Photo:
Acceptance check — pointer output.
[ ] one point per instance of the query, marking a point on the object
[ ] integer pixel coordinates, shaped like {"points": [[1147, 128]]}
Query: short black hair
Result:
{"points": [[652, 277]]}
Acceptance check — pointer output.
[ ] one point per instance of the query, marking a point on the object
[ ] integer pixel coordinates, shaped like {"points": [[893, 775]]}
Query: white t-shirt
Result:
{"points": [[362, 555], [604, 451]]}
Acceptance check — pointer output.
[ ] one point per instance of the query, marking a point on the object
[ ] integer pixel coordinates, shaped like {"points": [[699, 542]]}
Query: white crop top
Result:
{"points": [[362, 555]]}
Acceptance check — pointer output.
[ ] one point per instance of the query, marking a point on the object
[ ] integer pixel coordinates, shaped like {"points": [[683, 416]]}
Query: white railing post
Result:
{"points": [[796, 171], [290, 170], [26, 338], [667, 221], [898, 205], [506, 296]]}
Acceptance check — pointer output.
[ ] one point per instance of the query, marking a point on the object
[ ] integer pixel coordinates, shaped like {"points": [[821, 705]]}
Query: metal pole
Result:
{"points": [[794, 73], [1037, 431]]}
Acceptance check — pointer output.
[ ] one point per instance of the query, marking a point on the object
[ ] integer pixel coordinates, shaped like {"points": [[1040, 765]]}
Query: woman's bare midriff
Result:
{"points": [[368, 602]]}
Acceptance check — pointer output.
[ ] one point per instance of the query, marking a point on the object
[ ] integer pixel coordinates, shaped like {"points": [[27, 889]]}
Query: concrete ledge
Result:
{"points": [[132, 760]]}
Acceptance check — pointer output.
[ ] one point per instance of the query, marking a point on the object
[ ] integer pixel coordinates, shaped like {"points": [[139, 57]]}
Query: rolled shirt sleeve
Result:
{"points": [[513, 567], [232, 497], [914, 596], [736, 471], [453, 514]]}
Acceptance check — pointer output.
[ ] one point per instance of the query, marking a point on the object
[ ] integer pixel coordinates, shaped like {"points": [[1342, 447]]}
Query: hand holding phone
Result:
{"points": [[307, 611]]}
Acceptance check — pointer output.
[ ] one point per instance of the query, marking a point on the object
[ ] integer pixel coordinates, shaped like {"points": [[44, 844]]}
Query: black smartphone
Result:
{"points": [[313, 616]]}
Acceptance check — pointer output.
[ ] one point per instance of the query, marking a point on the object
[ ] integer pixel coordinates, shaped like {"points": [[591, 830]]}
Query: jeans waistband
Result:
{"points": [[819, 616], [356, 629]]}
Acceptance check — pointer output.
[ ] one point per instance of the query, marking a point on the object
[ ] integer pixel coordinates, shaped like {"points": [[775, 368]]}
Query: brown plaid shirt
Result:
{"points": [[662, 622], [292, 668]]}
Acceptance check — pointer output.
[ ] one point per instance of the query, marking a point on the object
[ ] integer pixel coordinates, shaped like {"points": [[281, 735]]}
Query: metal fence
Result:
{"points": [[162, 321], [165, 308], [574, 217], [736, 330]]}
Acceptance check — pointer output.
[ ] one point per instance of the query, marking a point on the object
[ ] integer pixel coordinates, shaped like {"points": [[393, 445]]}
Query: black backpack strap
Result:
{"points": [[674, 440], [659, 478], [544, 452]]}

———

WORK ORDER:
Copy all lines from the entries that contain the word "white".

RESULT FOR THIS EXERCISE:
Query: white t-shirt
Query: white crop top
Query: white railing post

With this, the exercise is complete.